WHAT YOU NEED TO DO:
A) In the KITT engines text below, what default port is listed for Ollama?
B) Decide whether each statement agrees with the KITT engines text below. Answer yes or no for each, and quote the deciding words of the text.
(i) MLX can run inside a Docker container.
(ii) The --dry-run option shows the docker pull command without running it.
(iii) Ollama accepts its own tag syntax for models.
C) List every engine key given in the KITT engines text below.

*** TEXT ***

Engines¶

KITT supports multiple inference engines. Engines can run inside Docker containers or as native host processes, depending on the engine and environment.

Supported Engines¶

Engine	Key	Docker Image	API Format	Default Port	Model Formats	Modes
vLLM	`vllm`	`vllm/vllm-openai:latest`	OpenAI `/v1/completions`	8000	safetensors, pytorch	docker, native
llama.cpp	`llama_cpp`	`ghcr.io/ggerganov/llama.cpp:server`	OpenAI `/v1/completions`	8081	gguf	docker, native
Ollama	`ollama`	`ollama/ollama:latest`	Ollama `/api/generate`	11434	gguf	docker, native
ExLlamaV2	`exllamav2`	`kitt/exllamav2:latest`	OpenAI `/v1/completions`	8000	exl2, gptq	docker
MLX	`mlx`	(native only)	OpenAI `/v1/completions`	8000	safetensors, mlx	native

Listing Engines¶

Display all registered engines, their Docker images, pull status, and supported model formats:

kitt engines list

The output shows Ready for engines whose Docker image is already pulled, and Not Pulled for those that still need to be fetched.

Checking Availability¶

Run diagnostics on a single engine to see whether its image is available, Docker is reachable, and which model formats it accepts:

kitt engines check vllm
kitt engines check ollama

If the image has not been pulled, the output includes a Fix: hint with the exact setup command. If Docker itself is not running, you will see a link to the Docker installation guide.

Pulling Images¶

Download the Docker image for an engine:

kitt engines setup vllm
kitt engines setup ollama

Use --dry-run to see the docker pull command without executing it:

kitt engines setup --dry-run llama_cpp

Model Format Compatibility¶

Engines are divided into two groups by the model formats they accept:

safetensors / pytorch -- vLLM loads models in their native HuggingFace format. Point the --model flag at a directory containing model.safetensors or pytorch_model.bin files (or a HuggingFace repo ID for engines that support it).

gguf -- llama.cpp and Ollama load quantized GGUF files. Point --model at a single .gguf file or a directory containing one. Ollama also accepts its own tag syntax (e.g. llama3.1:8b).

Attempting to load a safetensors model in llama.cpp (or a GGUF file in vLLM) will fail at container startup with a clear error message.

Custom Engine Configuration¶

Override engine defaults by writing a YAML config and passing it with --config:

kitt run -m /models/llama2-7b -e vllm --config ./my-engine.yaml

Engine config files live in configs/engines/ and follow this structure:

# configs/engines/vllm.yaml
name: vllm
image: vllm/vllm-openai:latest
port: 8000
health_endpoint: /health
env:
  VLLM_ATTENTION_BACKEND: FLASH_ATTN
extra_args:
  - --max-model-len
  - "4096"

*** EXCERPTED DATA ***

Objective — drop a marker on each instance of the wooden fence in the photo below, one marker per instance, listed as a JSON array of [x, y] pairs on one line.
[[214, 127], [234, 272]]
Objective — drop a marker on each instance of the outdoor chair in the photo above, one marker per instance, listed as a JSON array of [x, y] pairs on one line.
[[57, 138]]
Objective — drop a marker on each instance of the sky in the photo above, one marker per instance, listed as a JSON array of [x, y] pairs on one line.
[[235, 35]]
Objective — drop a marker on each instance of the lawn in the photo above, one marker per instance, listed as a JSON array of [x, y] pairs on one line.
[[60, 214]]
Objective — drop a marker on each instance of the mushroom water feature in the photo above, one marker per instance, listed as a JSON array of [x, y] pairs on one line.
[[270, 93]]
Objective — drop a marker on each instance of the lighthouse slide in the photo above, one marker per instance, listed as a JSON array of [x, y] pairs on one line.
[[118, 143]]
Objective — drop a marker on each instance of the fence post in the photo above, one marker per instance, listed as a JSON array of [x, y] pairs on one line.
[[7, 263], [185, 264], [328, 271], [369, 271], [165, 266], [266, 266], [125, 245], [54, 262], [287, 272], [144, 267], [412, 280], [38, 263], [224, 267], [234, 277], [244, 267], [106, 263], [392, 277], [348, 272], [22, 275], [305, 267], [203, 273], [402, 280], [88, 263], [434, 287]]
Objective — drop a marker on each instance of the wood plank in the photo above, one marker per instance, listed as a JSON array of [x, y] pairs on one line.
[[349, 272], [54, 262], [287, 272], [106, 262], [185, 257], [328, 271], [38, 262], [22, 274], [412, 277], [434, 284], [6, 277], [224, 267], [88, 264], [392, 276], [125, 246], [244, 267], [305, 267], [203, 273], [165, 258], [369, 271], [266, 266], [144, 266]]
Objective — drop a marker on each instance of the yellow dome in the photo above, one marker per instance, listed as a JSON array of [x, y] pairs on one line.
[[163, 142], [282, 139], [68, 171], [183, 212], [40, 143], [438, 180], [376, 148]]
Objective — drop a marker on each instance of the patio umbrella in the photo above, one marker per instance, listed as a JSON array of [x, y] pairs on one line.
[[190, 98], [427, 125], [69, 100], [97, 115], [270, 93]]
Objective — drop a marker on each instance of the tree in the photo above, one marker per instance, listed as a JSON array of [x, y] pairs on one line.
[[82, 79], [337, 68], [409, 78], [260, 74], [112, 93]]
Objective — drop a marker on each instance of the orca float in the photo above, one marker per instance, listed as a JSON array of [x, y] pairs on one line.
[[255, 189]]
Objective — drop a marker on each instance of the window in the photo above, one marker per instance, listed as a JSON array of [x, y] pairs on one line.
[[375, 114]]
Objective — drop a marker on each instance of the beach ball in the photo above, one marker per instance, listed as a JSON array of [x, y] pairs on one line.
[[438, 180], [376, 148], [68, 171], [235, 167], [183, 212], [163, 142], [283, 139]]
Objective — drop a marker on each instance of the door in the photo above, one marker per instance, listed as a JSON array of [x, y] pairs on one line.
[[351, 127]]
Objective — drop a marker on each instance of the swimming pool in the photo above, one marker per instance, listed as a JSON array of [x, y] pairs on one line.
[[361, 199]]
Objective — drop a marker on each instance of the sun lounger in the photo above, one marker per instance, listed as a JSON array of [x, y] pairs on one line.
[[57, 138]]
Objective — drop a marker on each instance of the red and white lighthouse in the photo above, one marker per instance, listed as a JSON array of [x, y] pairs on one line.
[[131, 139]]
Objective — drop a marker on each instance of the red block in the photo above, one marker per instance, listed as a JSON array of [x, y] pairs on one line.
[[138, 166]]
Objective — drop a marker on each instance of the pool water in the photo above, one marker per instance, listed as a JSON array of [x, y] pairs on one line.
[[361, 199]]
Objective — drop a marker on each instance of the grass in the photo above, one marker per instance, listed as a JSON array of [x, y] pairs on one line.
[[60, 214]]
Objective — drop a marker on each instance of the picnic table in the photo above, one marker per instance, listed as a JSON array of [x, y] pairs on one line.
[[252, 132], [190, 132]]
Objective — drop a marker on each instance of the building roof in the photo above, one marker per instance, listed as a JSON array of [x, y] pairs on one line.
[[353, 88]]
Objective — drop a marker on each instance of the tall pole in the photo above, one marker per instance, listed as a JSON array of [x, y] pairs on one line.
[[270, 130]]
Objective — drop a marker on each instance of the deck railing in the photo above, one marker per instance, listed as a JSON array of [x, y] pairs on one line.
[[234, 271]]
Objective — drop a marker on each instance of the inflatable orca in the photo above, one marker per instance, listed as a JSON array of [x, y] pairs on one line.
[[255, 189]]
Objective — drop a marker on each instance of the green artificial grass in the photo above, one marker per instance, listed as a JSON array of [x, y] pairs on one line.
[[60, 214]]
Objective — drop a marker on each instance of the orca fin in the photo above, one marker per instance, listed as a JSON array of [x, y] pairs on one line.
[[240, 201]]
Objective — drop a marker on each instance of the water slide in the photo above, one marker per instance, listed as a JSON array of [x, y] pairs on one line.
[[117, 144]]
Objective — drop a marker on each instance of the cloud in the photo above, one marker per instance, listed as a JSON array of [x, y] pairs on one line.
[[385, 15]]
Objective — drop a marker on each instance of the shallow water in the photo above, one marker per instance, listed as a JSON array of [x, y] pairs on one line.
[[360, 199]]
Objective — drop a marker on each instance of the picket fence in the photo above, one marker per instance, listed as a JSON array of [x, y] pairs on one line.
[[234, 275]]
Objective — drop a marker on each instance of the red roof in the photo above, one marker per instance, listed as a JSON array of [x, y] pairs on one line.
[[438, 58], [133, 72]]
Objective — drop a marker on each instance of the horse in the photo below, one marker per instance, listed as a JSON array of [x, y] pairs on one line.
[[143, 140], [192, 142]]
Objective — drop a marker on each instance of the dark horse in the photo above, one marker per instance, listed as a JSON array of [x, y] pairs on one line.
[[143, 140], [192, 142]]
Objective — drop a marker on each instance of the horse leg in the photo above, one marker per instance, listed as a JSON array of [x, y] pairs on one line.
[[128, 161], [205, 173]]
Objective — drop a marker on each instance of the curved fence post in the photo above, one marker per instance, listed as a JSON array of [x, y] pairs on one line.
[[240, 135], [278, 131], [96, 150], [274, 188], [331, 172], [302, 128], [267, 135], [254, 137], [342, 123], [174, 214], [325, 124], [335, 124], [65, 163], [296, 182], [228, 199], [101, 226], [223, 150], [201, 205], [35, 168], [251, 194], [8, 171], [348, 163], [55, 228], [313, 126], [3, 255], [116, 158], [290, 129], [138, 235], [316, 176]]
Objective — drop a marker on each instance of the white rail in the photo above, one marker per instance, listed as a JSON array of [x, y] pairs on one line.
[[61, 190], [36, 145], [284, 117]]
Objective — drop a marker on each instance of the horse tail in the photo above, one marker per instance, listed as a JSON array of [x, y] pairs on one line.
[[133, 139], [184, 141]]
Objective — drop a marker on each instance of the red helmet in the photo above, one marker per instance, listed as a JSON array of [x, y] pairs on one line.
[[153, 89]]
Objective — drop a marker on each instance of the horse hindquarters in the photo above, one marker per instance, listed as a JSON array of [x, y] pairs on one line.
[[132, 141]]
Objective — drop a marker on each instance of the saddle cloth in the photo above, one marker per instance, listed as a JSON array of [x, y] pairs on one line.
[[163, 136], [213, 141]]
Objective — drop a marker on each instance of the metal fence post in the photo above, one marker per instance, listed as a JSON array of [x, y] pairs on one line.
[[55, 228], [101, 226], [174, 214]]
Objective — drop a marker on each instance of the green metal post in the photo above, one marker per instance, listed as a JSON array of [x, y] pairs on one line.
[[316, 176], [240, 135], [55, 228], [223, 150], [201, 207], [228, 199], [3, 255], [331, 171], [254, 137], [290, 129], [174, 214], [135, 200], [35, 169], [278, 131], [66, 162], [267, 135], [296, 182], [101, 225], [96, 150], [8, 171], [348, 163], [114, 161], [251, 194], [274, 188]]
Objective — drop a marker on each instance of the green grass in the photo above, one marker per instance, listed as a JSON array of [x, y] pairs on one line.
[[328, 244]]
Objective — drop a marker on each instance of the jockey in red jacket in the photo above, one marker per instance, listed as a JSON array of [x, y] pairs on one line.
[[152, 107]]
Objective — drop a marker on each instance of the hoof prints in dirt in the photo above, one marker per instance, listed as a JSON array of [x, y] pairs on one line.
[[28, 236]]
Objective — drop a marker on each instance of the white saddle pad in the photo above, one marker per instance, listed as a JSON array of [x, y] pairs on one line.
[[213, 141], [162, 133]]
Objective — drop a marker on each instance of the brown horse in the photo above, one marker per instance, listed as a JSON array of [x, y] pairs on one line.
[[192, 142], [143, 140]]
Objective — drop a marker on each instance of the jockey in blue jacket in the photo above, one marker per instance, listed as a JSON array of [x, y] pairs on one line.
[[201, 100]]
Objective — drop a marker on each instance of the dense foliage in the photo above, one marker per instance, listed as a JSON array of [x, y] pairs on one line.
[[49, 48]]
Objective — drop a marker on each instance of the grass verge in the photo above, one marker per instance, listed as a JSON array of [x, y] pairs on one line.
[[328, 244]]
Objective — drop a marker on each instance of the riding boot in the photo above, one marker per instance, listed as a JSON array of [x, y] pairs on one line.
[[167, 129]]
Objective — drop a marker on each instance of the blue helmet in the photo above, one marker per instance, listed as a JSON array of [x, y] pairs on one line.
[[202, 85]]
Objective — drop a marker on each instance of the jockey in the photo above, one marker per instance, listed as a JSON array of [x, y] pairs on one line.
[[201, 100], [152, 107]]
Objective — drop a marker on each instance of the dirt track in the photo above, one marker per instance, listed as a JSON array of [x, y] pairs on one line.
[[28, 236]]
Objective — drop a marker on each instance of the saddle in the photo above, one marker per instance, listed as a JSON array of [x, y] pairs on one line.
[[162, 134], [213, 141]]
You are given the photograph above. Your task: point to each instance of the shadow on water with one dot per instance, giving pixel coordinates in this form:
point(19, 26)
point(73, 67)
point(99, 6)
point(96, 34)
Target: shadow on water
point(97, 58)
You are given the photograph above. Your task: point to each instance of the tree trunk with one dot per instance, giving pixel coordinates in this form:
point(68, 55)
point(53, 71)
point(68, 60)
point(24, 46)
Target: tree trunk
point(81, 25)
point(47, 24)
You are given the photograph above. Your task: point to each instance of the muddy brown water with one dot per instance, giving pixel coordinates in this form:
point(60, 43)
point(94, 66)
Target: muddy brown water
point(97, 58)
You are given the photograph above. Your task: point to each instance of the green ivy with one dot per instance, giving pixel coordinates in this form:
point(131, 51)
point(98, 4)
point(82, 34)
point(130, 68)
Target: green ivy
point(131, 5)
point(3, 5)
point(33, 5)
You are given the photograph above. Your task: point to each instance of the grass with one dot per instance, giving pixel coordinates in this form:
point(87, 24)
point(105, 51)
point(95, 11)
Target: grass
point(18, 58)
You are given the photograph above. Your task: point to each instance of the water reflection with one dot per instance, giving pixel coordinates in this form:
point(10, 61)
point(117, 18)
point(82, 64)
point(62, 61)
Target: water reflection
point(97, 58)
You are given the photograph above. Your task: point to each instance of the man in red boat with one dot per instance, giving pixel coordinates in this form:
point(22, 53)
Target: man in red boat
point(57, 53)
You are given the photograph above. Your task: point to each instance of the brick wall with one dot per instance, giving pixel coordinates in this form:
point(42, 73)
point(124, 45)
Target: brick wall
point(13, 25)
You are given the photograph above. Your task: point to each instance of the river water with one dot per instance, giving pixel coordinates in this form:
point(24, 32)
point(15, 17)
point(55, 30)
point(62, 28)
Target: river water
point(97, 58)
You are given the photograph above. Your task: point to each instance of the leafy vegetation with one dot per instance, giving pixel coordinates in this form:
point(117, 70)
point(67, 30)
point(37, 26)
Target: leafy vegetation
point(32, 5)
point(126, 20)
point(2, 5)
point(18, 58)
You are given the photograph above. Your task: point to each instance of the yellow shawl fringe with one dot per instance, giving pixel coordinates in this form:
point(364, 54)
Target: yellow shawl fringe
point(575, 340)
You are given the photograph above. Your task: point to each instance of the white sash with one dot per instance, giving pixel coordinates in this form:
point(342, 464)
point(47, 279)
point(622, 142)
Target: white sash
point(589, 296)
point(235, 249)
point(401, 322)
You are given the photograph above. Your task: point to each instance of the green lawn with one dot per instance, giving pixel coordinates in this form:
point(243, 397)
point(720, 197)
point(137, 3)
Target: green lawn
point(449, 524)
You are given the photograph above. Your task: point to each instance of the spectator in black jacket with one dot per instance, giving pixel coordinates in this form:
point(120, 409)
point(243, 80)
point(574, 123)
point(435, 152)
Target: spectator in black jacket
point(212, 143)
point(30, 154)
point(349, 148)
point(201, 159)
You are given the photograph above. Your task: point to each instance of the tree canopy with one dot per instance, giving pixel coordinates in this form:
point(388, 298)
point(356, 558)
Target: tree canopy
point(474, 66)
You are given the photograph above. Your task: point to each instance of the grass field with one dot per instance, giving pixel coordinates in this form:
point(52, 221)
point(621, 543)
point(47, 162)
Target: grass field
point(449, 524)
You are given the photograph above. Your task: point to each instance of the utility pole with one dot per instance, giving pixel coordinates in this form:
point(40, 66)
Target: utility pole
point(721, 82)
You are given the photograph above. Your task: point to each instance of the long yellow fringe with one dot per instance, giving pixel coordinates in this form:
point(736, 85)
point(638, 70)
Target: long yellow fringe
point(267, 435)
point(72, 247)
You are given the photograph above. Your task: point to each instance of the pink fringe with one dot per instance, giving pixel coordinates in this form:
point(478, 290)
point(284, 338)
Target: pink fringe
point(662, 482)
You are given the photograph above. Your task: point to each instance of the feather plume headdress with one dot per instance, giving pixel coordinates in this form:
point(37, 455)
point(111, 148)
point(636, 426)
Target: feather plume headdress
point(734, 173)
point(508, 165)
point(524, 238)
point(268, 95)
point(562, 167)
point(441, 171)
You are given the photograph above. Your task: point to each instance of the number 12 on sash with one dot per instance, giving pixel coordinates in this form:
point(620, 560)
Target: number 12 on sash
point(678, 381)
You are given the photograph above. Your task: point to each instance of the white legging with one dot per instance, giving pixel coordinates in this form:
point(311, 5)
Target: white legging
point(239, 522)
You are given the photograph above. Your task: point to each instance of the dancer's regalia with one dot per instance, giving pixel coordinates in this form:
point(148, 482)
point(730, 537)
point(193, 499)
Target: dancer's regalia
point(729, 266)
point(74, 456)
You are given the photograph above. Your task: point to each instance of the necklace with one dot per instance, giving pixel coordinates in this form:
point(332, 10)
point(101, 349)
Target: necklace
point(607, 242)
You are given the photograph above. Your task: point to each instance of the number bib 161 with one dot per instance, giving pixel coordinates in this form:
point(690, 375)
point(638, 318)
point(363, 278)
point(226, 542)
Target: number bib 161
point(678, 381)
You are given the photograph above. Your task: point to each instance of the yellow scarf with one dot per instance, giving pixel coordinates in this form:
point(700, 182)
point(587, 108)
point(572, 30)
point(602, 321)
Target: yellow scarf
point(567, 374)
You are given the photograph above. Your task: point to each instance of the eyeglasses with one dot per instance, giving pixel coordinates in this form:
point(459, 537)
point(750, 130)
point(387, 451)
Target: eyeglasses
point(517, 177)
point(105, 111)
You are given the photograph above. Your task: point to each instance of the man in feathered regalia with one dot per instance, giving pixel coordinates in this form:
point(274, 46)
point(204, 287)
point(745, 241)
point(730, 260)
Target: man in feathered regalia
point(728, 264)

***

ANSWERS TO EACH TASK:
A) 11434

B)
(i) No: "(native only)"
(ii) Yes: "Use --dry-run to see the docker pull command without executing it"
(iii) Yes: "Ollama also accepts its own tag syntax (e.g. llama3.1:8b)"

C) vllm, llama_cpp, ollama, exllamav2, mlx